** Start of Document segment **

I’ve also been rethinking what an advanced yoga practice means as I’ve learned more about yoga and the history of yoga. It’s sobering to remember that once upon a time, “asana” just referred to seated lotus, and that was the one and only pose in yoga. Even as the number of asanas expanded to include many of the poses we’re familiar with today, asana was never an end in itself, but a means to the true end of yoga: Samadhi.
Frequently, in a modern yoga class, it’s easy to lose sight of the more subtle (and, arguably, more important) possibilities of the yoga practice. Of course, there’s nothing wrong with merely doing yoga for exercise. But, as one of my teachers used to say, if you do yoga without the special mindfulness of a yogi, you’re not really doing yoga, you’re doing Indian calisthenics. (Actually, to be perfectly accurate, the yoga we practice today is not uniquely Indian calisthenics, but an amalgam of British Navel exercises from the 19th century, gymnastics, and other relatively modern forms of exercise.)
So what is an advanced yoga practice? I like to think of it like this: In an advanced yoga class, the practice tends to be more physical, but it’s also less about the physical. To put it another way, in an advanced yoga class, we’re trying to be less attached to the physical body. Attachment to the physical body can manifest in a number of ways. Below, I’ll consider the two ways in which this usually happens. I call these “soft attachment” and “hard attachment”. Both forms of attachment can be quite intense, and in that sense they can both be strong attachments. Typically, people tend towards either soft or hard attachment, but usually, from what I’ve observed in myself and in my students, most people exhibit both forms of attachment.
Soft Attachment: One thing that may be challenging in an advanced class is dealing with the sheer physical discomfort of some of the poses. A common response to this discomfort it to run away from it. Sometimes literally. I’ve seen students walk out of my classes because–as they told me later–the class was unbearable from a physical standpoint. Other students steer clear of physically demanding classes because what they really want out of a yoga class is relaxation and stress relief, and a hard yoga class is anything but relaxing and de-stressing. Finally, the most common way to run away from the physical challenge and discomfort of an advanced yoga class is to cheat the poses. I know this from experience. In my practice, I go through periods of lethargy and laziness where I have to fight the urge to make the poses easier–e.g., taking a shorter (and easier) stance in my Warrior poses, resting on my arm in Triangle Pose, relaxing my legs when they should be engaged in Uttanasa, etc.

** End of Document segment **
** Start of Records **

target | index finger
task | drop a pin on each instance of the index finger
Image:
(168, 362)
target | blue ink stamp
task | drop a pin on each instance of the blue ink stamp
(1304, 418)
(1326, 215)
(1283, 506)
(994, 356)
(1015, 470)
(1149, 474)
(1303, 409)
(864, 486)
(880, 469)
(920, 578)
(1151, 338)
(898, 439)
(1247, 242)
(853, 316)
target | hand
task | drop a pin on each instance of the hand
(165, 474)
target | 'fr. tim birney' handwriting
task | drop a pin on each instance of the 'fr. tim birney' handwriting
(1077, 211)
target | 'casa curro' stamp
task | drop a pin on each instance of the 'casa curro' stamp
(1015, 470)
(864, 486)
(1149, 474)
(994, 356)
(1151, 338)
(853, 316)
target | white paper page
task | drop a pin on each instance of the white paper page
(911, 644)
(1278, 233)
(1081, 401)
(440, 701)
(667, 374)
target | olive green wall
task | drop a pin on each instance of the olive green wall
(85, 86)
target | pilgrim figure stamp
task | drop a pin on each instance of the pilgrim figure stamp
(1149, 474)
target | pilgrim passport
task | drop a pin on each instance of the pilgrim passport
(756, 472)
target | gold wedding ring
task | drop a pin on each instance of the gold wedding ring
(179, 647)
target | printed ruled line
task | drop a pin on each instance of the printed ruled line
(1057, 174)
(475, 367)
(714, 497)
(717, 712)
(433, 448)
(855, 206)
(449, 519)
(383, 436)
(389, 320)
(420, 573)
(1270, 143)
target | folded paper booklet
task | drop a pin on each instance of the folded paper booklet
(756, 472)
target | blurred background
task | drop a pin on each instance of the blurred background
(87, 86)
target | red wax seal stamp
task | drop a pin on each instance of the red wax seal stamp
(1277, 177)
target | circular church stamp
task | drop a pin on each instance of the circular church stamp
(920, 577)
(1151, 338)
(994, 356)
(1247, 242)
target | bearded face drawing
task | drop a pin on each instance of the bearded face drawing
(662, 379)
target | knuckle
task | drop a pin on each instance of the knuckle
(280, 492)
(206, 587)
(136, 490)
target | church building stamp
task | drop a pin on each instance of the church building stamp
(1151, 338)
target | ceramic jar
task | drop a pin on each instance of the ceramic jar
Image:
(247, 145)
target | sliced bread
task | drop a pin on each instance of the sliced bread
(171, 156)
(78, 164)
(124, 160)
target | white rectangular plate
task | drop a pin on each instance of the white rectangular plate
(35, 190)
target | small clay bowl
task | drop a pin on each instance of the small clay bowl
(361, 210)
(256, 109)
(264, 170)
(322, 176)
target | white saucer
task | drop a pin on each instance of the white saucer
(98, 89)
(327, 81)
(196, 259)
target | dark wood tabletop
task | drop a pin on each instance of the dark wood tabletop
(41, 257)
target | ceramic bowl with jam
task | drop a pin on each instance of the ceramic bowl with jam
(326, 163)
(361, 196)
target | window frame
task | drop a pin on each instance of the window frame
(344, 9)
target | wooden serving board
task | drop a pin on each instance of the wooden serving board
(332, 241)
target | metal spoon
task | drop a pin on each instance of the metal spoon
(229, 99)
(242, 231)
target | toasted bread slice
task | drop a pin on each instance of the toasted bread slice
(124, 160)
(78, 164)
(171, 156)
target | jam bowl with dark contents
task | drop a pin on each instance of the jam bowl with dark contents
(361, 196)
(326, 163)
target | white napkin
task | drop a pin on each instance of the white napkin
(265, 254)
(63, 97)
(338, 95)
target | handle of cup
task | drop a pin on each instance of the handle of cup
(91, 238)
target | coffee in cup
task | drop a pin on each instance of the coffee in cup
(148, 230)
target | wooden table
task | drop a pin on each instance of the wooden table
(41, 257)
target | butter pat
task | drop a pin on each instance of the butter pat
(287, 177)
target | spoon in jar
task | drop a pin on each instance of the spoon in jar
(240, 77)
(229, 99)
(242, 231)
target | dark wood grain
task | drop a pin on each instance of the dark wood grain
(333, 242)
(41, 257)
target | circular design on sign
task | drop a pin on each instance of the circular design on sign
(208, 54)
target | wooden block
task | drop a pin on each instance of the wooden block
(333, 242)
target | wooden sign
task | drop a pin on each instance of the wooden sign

** End of Records **

_Written exercise 1:_ Quote the records verbatim from the line containing "target | wooden table" through the end of the records, including both of those lines.
_Written exercise 2:_ Extend the passage on advanced yoga practice from the point where it stops.

_Output 1:_
target | wooden table
task | drop a pin on each instance of the wooden table
(41, 257)
target | butter pat
task | drop a pin on each instance of the butter pat
(287, 177)
target | spoon in jar
task | drop a pin on each instance of the spoon in jar
(240, 77)
(229, 99)
(242, 231)
target | dark wood grain
task | drop a pin on each instance of the dark wood grain
(333, 242)
(41, 257)
target | circular design on sign
task | drop a pin on each instance of the circular design on sign
(208, 54)
target | wooden block
task | drop a pin on each instance of the wooden block
(333, 242)
target | wooden sign
task | drop a pin on each instance of the wooden sign

_Output 2:_
The tendency to fight, reject, and run away from physical discomfort in yoga has a number of causes. First, it’s just natural for us to avoid discomfort, especially if that discomfort has turned into, say, burning in the thighs or pain-like sensations in our back. Second, a lot of novice yogis have the misimpression that yoga is supposed to be easy, that they don’t have to put any real work into it and can still get all the benefits. (When, in life, is this ever true!?) Finally, and most importantly, people run from discomfort because they are attached to comfort and immediately pass judgment on discomfort as something to be avoided. Once we get over this, though, and accept that yoga is going to be physically challenging, and that this will necessarily involve all manner of discomfort, then we can start doing the real work of yoga. That is, we can stop running away from stress and start learning how to manage it.
Hard Attachment: This is the type of attachment exhibited by the yoga jock. This is exactly how I would characterize myself during the first 5 or 6 years of my practice. A person who practices yoga in this manner exhibits “hard attachment” by always pushing and straining for harder and harder classes. “No pain, no gain” is this yogi’s motto. If it doesn’t burn, if it doesn’t make you sweat buckets, it’s no good. That was my way of thinking for a long time, and it lead me to miss out on a lot of great teachers (especially Iyengar teachers) who had tremendous knowledge about yoga, but were totally uninterested in teaching sweaty fitness classes.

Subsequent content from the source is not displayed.